Top of Selected passage
Hackberry Psyllids - Austin
Photo credit: Robert Webster / xpda.com / CC-BY-SA-4.0
Are you seeing a large number of small “jumping” insects gathering on your siding, windows or front doors?

If you have hackberry trees in your yard or Austin neighborhood these are likely “hackberry psyllids.” They resemble miniature cicadas and are particularly abundant in late summer and fall, especially on warm days.

The insects are attracted to lights at night and, at about 3/16″ long, are small enough to get through some window screens.

While they may look like gnats, flies or fleas, they usually are the psyllids (pronounced sill-ids). They are in the same family as cicadas, hence the resemblance when seen up close such as in this photo.

They can also be referred to as “hackberry gall psyllids.” A gall is simply an abnormal plant growth and can be caused by a variety of things including insects, fungi, bacteria or viruses. The good news, for your plant or tree anyway, is that the galls are not typically harmful. They’re simply a place for the insect to feed, lay eggs and develop.

Once developed and off the tree, they start looking for any spaces they can find and squeeze into that allows them to avoid winter’s upcoming cold temperatures. Often this is under tree bark, but they aren’t particular and will find any potential warm location. That’s why you’ll see them landing on screens, doors, siding and homes when looking for an overwintering spot.

Thankfully, other than being annoying, they are not harmful to people or pets and don’t attack house plants they same way they would feed on hackberry leaves. And as temperatures continue to drop, their activity will decrease.

You can hose them off the siding, or mix up a soapy water spray to handle them on screens or doors. They really don’t require a full pest control treatment, since they are not long lasting and not harmful.
Bottom of Selected passage
Write out, word for word, the stretch of the hackberry psyllid text from "Once developed and" through "an overwintering spot.".
Top of Given information
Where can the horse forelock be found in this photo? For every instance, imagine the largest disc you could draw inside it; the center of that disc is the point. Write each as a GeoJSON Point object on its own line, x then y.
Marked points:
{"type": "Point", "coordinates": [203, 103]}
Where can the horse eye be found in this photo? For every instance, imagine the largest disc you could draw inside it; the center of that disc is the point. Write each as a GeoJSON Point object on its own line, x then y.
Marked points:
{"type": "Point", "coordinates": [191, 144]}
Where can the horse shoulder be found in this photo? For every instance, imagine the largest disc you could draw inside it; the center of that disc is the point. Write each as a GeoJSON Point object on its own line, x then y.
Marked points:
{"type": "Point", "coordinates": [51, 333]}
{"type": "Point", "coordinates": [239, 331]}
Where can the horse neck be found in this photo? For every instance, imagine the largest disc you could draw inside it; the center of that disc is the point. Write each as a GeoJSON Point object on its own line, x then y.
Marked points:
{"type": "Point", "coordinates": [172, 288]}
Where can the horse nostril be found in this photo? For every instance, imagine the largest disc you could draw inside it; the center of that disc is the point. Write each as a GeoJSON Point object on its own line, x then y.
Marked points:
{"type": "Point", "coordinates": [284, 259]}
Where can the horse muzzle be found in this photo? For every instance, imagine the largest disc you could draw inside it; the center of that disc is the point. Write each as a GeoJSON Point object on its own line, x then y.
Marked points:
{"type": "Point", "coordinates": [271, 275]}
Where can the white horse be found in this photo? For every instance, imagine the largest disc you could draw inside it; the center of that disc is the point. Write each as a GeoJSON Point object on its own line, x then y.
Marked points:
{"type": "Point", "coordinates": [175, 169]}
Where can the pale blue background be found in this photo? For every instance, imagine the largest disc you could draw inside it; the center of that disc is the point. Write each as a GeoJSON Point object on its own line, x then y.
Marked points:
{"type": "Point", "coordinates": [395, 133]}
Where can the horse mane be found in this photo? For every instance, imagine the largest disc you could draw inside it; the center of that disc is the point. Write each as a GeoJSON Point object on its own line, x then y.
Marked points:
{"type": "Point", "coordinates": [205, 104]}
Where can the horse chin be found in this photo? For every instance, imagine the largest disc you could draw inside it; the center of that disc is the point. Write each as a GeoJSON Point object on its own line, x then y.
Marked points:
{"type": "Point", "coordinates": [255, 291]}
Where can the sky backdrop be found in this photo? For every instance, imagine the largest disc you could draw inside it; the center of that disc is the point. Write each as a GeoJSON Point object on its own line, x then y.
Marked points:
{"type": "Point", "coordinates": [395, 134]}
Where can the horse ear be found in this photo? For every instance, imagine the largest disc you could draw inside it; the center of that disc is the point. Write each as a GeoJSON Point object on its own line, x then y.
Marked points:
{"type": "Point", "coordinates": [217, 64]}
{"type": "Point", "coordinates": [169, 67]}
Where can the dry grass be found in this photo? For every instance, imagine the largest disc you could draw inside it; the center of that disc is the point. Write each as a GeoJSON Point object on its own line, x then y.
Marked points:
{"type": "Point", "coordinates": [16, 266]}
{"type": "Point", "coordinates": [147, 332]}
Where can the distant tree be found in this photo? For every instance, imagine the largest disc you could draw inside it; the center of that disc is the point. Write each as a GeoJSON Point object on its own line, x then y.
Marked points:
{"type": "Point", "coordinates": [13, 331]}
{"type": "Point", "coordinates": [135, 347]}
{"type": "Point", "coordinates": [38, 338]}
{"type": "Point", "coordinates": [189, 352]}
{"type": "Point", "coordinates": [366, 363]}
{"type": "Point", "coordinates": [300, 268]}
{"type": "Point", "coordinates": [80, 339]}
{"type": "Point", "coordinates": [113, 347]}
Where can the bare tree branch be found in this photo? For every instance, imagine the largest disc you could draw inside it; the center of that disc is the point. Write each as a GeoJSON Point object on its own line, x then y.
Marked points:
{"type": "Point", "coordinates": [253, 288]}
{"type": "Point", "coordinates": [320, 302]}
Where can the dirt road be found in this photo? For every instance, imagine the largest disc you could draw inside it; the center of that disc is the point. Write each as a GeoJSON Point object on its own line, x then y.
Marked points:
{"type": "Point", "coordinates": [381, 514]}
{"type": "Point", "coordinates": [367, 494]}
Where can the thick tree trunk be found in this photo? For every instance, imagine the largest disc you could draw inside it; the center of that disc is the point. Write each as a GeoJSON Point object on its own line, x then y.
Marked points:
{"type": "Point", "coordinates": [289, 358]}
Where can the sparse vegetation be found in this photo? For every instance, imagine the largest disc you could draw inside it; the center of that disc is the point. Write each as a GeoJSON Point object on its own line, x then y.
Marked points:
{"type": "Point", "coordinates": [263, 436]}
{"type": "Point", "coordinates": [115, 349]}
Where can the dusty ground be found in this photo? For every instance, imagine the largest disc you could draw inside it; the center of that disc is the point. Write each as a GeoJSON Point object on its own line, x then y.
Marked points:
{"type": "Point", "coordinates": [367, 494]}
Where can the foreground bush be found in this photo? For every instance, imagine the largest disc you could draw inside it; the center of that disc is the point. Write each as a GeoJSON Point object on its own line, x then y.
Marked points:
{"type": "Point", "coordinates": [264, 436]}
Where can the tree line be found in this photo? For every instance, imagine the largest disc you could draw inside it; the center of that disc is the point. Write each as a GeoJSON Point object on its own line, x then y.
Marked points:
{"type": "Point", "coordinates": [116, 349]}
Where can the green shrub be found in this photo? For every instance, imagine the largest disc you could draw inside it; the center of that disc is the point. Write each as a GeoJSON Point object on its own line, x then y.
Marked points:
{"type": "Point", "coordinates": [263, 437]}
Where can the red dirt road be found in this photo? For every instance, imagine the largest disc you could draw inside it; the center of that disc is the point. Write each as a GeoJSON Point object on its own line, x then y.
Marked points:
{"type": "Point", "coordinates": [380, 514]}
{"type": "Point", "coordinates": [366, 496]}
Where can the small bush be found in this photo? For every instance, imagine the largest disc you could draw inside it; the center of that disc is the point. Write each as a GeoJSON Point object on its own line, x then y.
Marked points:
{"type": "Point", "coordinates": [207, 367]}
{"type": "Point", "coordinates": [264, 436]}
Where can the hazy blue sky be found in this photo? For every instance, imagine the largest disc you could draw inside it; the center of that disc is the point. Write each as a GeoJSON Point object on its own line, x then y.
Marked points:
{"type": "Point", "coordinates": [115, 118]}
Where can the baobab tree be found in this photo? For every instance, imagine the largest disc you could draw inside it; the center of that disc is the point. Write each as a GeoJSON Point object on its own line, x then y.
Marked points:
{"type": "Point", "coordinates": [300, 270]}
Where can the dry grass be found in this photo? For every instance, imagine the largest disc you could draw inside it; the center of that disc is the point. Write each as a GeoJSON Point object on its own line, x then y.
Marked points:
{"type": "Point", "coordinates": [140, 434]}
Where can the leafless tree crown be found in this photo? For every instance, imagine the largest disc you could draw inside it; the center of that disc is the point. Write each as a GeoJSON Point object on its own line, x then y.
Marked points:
Bottom of Given information
Answer below:
Once developed and off the tree, they start looking for any spaces they can find and squeeze into that allows them to avoid winter’s upcoming cold temperatures. Often this is under tree bark, but they aren’t particular and will find any potential warm location. That’s why you’ll see them landing on screens, doors, siding and homes when looking for an overwintering spot.